# Excerpted passage
##############################

# White Rim in Utah, anyone want to ride it this spring?



## ds2199 (Sep 16, 2008)

We have been wanting to do the White Rim ride for some time and figured that there is no time like the present. We have contemplated a REALLY long one day adventure, but have now decided that it would be more enjoyable over 3 days with guides and support.

I believe *akexpress* has done this ride with a group of tandems (last year?) and said that Magpie Adventures was great.

So here's the deal. We will likely go anyway, but are hoping to recruit some other tandems. Hoping to recruit at tandem or two. There are still dates available in April or May, but I know they fill up! Any takers?

From their website:
Magpie Cycling Adventures: White Rim Trail 3-day Mountain Bike Tour - Canyonlands, Utah

Duration: 3 day Tour
Price: WR 3-day MTB Tour $795/person: $795.00

Skill Level: Intermediate

The White Rim Trail is a Canyon Country Classic Multi-Day Mountain Bike Ride with grand descents, miles of cruising, demanding climbs, exquisite views and great hiking. For MTB riders a 3-day tour on the White Rim Trail will test your skills and max-out your fun-meter; it's simply the premier ride of the desert southwest! Located in Canyonlands National Park and sandwiched between the Green & Colorado Rivers, you will be far away from crowds in an enormously scenic place. Our ride begins on top of a 6,000' plateau and then descends a course of switchbacks to the White Rim Trail a thousand feet below. This route follows the contours of immense red rock canyons and overlooks the Colorado River hundreds of feet below. As far as the eye can see, the horizon is a maze of undulating canyons; rugged, remote and beautiful.

The White Rim Trail is a rugged 82-mile jeep road with packed dirt, slickrock, and loose sand - all the tread surfaces you can anticipate on a great day of desert riding. This tour is suitable for experienced beginners through advanced riders who are in good physical condition and able to ride 4-6 hours a day. You can ride at your own speed so more accomplished riders can push for a work out and recreational riders can find a comfortable pace. These three days are yours for riding, hiking slot canyons, viewing ancient ruins, taking a dip in the river, sleeping out under the stars or just kicking back at camp and taking in the spectacular views. Our meals are delicious, and our Guides are seasoned professionals who will help you make this the best weekend of riding you've ever had!


----------



## akexpress (Dec 19, 2010)

We highly recommend this ride. We did the 4 day version but the 3 day tour would be great for tandems. It is not overly technical but does have two steep climbs not very long but a challenge for traction. The riding and scenery is spectacular and the guides do a great job. The food is unbelievable considering they do all of it with dutch ovens. We have also done the Maze and Kokepelli trails with Magpie. Mike has modified their van to accommodate hauling tandems. We had one hardtail and the rest were full suspension tandems. You don't want to miss the slot canyon hike in the middle of the trip. We are planning another trip with them this fall.


----------



## rhxpro (Oct 9, 2006)

Sounds interesting I'd have to get some dates and check with the Wifey


----------



## Trails4Two (May 12, 2008)

Dan - we are also looking at planning a low-budget White Rim with GJ folks. We could combine or we could ride it twice!


----------

##############################

# Data lines
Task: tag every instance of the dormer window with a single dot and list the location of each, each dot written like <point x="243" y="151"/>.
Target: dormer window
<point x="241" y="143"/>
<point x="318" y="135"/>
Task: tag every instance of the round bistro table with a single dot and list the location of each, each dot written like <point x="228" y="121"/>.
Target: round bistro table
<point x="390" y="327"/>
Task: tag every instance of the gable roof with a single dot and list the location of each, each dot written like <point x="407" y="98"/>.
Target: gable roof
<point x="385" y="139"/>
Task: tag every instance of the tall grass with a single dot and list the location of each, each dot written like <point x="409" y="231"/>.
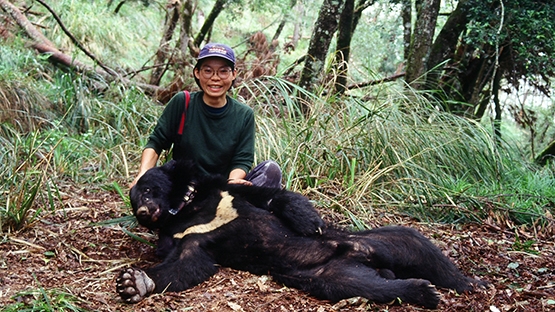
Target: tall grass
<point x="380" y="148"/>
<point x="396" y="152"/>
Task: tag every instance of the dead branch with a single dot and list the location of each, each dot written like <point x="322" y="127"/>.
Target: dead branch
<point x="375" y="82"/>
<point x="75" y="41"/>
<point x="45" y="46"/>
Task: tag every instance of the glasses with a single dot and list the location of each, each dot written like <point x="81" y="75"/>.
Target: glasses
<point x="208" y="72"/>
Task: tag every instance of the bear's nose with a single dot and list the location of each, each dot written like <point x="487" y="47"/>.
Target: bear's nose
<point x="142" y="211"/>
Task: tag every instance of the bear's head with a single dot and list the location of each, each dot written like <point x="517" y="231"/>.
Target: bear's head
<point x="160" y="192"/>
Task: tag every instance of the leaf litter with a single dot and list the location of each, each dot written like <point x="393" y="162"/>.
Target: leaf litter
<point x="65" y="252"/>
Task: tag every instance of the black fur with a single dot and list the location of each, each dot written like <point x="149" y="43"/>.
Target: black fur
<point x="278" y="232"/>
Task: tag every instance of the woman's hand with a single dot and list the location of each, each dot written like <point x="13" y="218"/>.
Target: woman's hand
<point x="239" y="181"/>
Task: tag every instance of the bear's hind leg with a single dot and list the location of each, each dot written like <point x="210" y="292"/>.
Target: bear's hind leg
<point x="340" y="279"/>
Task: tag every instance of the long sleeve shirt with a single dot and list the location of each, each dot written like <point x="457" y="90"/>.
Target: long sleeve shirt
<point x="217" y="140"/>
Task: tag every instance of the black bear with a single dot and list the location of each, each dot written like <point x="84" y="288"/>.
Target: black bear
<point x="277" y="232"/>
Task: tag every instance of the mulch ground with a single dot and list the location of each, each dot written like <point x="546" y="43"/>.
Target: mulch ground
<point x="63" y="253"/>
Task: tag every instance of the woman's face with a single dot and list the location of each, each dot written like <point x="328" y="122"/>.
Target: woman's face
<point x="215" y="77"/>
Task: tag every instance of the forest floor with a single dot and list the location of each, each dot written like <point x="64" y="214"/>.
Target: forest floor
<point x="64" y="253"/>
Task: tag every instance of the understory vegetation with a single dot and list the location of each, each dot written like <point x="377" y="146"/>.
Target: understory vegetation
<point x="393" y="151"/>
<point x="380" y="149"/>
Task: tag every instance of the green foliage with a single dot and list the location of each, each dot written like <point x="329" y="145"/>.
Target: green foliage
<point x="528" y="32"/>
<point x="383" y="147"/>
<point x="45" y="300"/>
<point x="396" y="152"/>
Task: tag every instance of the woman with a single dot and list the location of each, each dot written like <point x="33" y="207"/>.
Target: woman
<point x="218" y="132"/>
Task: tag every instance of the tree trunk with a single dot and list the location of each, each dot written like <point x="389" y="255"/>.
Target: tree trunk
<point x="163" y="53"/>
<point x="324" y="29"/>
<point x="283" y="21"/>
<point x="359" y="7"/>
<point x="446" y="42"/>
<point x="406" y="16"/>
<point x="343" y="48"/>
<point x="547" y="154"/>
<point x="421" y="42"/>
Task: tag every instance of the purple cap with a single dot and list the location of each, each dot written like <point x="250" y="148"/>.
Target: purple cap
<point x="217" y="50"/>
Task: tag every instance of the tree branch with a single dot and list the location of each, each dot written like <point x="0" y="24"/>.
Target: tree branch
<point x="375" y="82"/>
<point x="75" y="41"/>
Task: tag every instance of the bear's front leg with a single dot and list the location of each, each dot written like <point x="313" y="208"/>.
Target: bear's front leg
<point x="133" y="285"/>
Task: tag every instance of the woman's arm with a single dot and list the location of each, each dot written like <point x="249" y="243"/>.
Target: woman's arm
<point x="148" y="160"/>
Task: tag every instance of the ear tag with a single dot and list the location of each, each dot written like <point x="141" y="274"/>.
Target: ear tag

##############################

# Your tasks
- a) Reproduce the part of the White Rim thread between "## ds2199 (Sep" and "Adventures was great.", inclusive.
- b) Answer these questions from the White Rim thread:
(i) What is the price per person of the 3-day tour?
(ii) How many miles long is the White Rim Trail jeep road?
(iii) What do the guides cook all of the food with?

# Solutions to each task
- a)
## ds2199 (Sep 16, 2008)

We have been wanting to do the White Rim ride for some time and figured that there is no time like the present. We have contemplated a REALLY long one day adventure, but have now decided that it would be more enjoyable over 3 days with guides and support.

I believe *akexpress* has done this ride with a group of tandems (last year?) and said that Magpie Adventures was great.

- b)
(i) $795
(ii) 82 miles
(iii) Dutch ovens